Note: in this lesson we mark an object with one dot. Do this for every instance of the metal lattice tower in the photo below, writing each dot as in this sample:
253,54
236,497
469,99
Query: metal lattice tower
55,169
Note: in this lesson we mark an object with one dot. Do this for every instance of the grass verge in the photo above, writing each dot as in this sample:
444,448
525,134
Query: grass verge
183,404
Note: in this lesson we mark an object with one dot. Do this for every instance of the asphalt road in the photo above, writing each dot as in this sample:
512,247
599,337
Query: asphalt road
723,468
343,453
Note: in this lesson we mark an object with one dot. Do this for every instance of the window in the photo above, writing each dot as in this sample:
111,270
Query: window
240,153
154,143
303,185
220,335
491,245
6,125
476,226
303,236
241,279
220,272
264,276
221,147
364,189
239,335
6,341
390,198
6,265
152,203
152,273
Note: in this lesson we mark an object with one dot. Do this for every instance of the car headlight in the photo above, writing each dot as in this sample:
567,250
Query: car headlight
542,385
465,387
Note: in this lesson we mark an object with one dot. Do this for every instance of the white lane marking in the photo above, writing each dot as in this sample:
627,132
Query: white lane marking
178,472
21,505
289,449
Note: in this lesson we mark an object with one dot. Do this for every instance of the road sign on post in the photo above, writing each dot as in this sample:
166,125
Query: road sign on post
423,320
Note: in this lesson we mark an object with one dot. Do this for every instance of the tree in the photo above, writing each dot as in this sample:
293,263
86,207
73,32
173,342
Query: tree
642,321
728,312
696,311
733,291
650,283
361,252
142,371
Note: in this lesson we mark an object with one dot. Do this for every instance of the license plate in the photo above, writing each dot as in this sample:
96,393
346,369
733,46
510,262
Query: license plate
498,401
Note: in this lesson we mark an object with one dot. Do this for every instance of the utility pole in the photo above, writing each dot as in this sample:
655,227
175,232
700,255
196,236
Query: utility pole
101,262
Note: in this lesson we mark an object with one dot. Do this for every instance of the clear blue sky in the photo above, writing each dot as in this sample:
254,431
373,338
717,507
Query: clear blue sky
━━━━━━
Begin with the line that contains "of the white" and end with the last line of the records; set down every line in that span exactly, and nothing else.

Note: in this lesson we mark an object with one dot. Do this for every instance of the white lane marking in the photo above, writing each dot as in this sample:
627,132
Query: white lane marking
178,472
21,505
289,449
Note: in this lesson we mark an object with one dot. Do this for every instance of the road sign on post in the photo above, writing each dot as in this sample:
166,125
Query: road sign on post
423,320
Note: in this lesson we mark an object with one dot. Do this for every instance of the tree in the photo above, writing each dot as in this sample:
293,263
86,207
73,32
173,342
Query: tree
642,321
728,312
696,311
733,291
650,283
361,252
142,371
Note: in this lesson we mark an object with one dot. Do this for every instance of the license plate in the photo above, writing each dot as in this sample:
96,393
346,369
733,46
510,262
Query: license plate
498,401
Note: in this lesson we mark an object with one dot. Do this for every instance of the utility pole in the photo above, writing each dot as in this sample:
655,227
175,232
700,255
196,236
Query: utility pole
101,262
Note: in this lesson we mark an object with one dot. Do this for every instance of the clear blue sky in the photo above, writing each dot as in this sample:
254,431
373,338
717,507
Query: clear blue sky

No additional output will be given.